**What you will do:**
**1)** Drawing on the PISA database passage below, explain why the author calls secondary analysis of PISA data "such a fraught process." Keep your answer to one to three sentences.
**2)** Answer these short questions from the PISA database passage below:
(a) Which three attributes are said to make the PISA database highly amenable to secondary analysis?
(b) Which source is cited for the term "optical consistency"?
(c) How many countries does the Afonso and Aubyn study compare?

## START Given text

Promiscuous relations

The abstraction and mobility of the objects in the PISA database renders them uninhibited, so that they may promiscuously relate and combine with other objects that, in their less impoverished and more luxuriant forms, they might not have engaged with so readily. Students and schools and governance systems in Azerbaijan and Australia, for example, can be brought together in relations of comparison in their ontologically impoverished formats, whereas in their luxuriant "real" forms, such a comparison might have appeared absurd or have required a range of qualifiers and caveats. Stripped bare of the contexts of their production, these objects can be coupled together in myriad ways, combining and recombining in secondary analyses to describe states of affairs, provide explanations, articulate policy problems and solutions, identify "best practices", project futures, paint utopias, and detect threats. The PISA database brings distant objects near - sitting in my study today, I can access data from all over the world in seconds. I could, if I wished, compare the correlations of particular school system features with student performance in Australia with the correlations in Japan and Canada and Mexico and Sweden, all on the computer screen. At the same time, this database also makes the nearby distant - so easy it is to use the impoverished objects and shuffle them as I please to make my claims and assertions, and so amenable are these data to my mathematical calculations, that I have no need to actually step outside my house to look at actual schools, teachers, and students, in all their complexity and ontological stubbornness, even to learn about schools in my own neighborhood.

These three attributes - flatness, mobility, and promiscuity - render the PISA database highly amenable to secondary analysis, but these very features are also the ones that can easily lead analysts astray.

Rummaging through data: making thin descriptions

With each survey, the PISA database accumulates more and more abstract, standardized entities that are combinable in multiple ways, like Lego pieces, with other, similarly abstracted entities. Most crucially, the PISA database has created "optical consistency" (LATOUR, 1986). Whether they are institutions, societies, or individuals, all the actors in the PISA database, translated into 2D inscriptions, are rendered in the same form, and can be seen in the same way wherever one is standing in relation to it. In other words, whether a researcher sitting in Paris is looking at data on French students or Indigenous students in Australia, the perspective does not change. For the secondary analyst, this affords unlimited possibilities, just as optical consistency affords an artist a multitude of possibilities:

[R]eal objects can be drawn inseparated pieces, or in exploded views, or added to the same sheet of paper at different scales, angles and perspectives. It does not matter since the "optical consistency" allowsall the pieces to mix with one another. (LATOUR, 1986, p.8)

It is precisely this freedom to exaggerate parts, shift angles, and perspectives and combine indiscriminately that makes secondary analysis such a fraught process.

Indiscriminate mixing and matching

An immense investment is made in creating "optical consistency" so that systems with disparate political and social cultures, teaching practices, schools, children, and family life appear commensurate. This domestication of diversity, as well as the easy access to an abundance of data, has resulted in a range of studies in which a phenomenon is investigated using data from a large number of diverse countries.

Paradoxically, rather than anticipating that comparisons across vastly different countries may diminish the validity of data, in secondary analysis, there appears to be more faith in calculations involving data from a large number of countries. One such study is Cross-country efficiency of secondary education provision: A semi-parametric analysis with non-discretionary inputs (AFONSO; AUBYN, 2006), which appeared in the Journal Economic Modelling . This study is described as follows:

We address the efficiency of expenditure in education provision by comparing the output (PISA results) from the educational system of 25, mostly OECD, countries with resources employed (teachers per student, time spent at school). We estimate a semi-parametric model of the education production process using a two-stage procedure. By regressing data envelopment analysis output scores on non-discretionary variables, both using Tobit and a single and double bootstrap procedure, we show that inefficiency is strongly related to GDP per head and adult educational attainment. (AFONSO; AUBYN, 2006, p. 476)

## END Given text
## START Data extract

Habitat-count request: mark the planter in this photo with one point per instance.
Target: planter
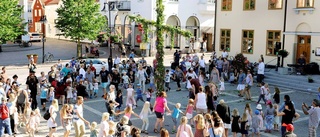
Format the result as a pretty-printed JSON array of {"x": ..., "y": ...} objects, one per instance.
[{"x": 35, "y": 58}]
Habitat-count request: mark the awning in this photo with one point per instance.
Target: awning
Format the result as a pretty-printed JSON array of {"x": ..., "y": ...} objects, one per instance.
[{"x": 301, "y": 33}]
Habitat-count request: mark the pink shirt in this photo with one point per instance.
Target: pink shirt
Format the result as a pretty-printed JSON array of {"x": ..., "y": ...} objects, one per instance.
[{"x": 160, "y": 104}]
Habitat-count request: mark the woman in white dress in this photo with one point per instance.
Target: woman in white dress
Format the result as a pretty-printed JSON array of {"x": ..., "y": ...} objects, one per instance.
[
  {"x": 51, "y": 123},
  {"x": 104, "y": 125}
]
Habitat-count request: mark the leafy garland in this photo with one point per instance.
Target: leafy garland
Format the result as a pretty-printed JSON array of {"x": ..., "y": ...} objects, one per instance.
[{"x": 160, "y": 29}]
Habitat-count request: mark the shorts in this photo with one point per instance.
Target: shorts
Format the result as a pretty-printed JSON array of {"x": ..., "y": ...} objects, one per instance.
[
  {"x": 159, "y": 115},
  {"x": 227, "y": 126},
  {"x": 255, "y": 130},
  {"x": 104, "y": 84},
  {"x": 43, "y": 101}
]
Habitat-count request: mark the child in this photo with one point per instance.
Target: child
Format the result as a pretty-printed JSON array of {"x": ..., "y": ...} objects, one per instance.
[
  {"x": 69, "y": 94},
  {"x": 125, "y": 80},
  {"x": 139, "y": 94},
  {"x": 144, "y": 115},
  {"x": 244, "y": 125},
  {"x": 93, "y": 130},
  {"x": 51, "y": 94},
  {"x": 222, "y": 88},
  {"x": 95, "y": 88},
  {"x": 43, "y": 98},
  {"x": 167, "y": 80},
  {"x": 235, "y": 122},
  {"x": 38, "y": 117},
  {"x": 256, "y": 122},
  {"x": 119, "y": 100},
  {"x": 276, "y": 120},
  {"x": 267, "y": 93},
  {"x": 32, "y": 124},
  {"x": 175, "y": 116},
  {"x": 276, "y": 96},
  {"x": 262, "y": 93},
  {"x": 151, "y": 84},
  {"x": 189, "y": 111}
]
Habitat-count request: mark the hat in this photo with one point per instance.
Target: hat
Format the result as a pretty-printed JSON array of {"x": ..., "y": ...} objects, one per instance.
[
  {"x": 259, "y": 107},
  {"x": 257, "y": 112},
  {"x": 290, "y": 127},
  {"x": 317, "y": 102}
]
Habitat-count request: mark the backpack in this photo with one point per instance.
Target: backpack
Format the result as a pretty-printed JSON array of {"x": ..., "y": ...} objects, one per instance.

## END Data extract

**Solutions to the problems:**
**1)** The PISA database creates "optical consistency," which renders every actor in the same 2D form so that all the pieces can mix with one another. The author says this freedom to exaggerate parts, shift angles and perspectives, and combine indiscriminately is what makes secondary analysis fraught.

**2)**
(a) Flatness, mobility, and promiscuity.
(b) Latour (1986).
(c) 25 countries, most of them OECD members.